WHAT THIS TASK INVOLVES: Which lines in the data below contain the string "window"? Select each of them and copy it out in full.

INFORMATION SUPPLIED:
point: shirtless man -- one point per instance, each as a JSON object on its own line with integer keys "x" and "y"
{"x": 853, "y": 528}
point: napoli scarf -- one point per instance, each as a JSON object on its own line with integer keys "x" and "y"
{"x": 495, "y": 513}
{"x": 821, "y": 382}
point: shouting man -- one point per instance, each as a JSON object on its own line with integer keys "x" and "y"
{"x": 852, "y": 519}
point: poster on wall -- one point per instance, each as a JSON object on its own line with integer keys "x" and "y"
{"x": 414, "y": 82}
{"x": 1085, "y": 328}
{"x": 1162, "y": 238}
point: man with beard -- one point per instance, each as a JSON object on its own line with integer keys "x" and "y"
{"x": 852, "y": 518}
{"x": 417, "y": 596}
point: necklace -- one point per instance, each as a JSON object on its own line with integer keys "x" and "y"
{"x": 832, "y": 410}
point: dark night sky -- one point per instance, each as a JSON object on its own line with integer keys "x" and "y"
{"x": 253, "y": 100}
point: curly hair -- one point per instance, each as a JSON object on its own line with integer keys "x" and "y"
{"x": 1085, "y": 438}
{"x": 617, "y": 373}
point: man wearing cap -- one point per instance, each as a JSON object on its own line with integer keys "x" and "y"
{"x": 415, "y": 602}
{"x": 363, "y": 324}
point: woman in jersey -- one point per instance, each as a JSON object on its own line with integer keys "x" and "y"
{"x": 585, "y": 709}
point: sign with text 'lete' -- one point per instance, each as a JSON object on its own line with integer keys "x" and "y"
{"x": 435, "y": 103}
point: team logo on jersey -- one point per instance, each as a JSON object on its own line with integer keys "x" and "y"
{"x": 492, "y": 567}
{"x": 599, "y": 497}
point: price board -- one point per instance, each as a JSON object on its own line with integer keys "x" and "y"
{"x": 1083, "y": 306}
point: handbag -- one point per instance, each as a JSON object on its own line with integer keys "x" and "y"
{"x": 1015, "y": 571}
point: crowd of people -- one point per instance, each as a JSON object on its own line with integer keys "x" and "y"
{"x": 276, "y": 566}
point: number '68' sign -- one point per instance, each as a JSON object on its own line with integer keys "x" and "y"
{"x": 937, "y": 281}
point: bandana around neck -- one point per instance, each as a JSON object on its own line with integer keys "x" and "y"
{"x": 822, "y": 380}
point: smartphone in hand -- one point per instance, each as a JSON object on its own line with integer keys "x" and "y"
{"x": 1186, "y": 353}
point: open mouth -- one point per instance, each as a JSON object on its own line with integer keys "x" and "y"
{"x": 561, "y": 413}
--
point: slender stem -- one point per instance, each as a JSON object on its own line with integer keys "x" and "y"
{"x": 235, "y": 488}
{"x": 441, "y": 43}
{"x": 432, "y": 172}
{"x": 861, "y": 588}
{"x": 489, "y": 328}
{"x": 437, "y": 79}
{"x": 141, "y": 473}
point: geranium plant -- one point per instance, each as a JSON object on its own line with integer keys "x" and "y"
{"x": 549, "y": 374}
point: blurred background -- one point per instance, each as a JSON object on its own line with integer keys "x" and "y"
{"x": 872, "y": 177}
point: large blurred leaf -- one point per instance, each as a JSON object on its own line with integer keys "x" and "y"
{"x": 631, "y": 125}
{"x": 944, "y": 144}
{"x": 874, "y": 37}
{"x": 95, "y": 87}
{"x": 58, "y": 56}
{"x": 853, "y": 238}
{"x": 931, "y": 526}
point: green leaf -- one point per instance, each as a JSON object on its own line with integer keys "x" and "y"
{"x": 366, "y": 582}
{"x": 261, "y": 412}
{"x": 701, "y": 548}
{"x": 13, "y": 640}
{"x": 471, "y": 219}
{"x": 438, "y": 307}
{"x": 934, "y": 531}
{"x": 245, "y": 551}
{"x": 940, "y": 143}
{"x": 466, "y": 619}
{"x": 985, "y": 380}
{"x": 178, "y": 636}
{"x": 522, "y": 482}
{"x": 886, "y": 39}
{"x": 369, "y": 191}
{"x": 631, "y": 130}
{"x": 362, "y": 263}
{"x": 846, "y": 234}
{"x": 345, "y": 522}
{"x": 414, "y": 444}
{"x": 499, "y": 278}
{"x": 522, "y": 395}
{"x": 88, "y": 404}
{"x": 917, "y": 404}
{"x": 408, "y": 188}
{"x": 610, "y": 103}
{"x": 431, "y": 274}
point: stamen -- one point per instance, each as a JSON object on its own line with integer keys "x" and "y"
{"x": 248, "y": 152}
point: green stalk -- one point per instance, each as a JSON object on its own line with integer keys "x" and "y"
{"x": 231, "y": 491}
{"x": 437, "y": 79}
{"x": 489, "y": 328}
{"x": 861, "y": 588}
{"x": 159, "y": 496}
==
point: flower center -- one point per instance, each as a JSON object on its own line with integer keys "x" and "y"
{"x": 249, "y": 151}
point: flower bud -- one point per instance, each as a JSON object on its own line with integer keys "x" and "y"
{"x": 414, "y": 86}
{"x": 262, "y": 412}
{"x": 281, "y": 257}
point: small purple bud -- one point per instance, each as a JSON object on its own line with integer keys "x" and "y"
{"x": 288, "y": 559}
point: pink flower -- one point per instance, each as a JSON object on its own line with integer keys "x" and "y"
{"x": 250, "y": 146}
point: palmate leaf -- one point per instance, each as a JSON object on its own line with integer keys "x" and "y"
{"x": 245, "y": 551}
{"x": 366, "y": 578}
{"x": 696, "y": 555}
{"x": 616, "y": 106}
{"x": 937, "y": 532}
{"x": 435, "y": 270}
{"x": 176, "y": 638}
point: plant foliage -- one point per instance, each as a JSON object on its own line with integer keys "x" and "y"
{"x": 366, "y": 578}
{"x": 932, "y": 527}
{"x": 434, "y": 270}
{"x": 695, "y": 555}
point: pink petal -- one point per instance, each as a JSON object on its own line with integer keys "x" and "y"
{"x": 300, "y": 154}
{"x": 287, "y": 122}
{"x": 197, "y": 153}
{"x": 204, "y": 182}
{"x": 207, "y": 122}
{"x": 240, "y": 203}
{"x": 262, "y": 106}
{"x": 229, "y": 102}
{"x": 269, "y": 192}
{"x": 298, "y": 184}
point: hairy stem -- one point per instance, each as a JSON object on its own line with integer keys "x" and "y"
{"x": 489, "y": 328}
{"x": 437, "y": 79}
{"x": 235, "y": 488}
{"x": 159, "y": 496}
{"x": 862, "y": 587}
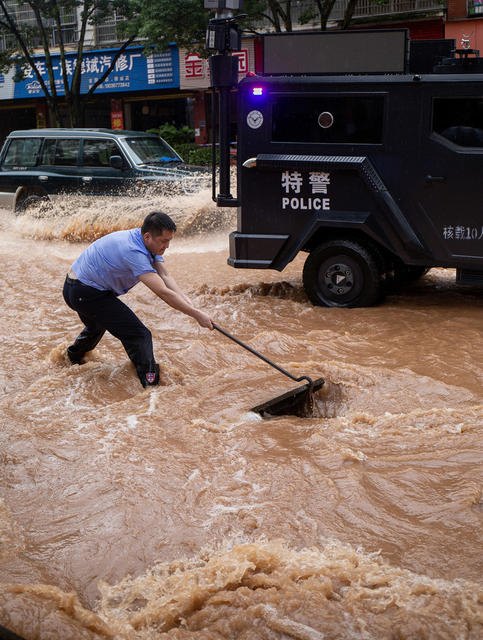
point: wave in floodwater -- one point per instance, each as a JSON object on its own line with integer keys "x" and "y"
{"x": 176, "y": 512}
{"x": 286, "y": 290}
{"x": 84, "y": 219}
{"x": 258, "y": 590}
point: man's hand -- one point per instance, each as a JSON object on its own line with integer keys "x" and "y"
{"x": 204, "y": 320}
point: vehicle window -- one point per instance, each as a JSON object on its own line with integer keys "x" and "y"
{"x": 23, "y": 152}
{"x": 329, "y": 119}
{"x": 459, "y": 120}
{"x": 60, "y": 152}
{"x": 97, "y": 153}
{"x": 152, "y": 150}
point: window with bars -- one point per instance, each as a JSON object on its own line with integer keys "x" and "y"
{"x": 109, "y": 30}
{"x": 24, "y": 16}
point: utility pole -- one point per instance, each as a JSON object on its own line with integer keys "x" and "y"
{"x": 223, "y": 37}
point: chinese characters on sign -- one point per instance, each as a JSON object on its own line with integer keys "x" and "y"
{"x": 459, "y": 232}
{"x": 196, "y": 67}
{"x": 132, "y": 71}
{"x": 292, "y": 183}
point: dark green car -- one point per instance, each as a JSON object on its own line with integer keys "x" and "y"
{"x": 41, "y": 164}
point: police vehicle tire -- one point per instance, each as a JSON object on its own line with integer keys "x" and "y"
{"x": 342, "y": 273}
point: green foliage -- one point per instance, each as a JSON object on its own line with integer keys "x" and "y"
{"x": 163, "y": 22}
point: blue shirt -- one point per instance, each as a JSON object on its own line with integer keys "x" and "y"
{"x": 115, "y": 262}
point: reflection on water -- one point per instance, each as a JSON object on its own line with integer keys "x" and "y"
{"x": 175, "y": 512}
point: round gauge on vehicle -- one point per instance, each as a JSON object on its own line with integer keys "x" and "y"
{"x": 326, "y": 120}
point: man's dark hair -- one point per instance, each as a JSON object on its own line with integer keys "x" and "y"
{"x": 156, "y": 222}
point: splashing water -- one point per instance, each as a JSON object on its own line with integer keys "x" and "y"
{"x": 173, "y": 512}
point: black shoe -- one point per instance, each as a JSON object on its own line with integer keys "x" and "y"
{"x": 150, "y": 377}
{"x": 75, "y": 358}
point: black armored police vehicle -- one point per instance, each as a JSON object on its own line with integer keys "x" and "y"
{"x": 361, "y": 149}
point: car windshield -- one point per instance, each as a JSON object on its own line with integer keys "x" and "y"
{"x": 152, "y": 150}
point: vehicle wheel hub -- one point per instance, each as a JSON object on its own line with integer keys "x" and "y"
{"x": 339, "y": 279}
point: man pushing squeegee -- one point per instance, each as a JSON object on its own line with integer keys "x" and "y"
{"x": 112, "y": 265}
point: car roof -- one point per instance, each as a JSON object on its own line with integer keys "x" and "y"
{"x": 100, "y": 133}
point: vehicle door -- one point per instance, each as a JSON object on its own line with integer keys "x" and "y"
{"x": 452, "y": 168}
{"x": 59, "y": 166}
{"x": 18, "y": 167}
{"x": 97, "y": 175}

THE REPLY:
point: vehicle window -- one point per instance, each as a JSON object on its own line with integer keys "x" and "y"
point: window with bars -- one point per instance, each as a JSON object on its own line with integer keys "x" and "y"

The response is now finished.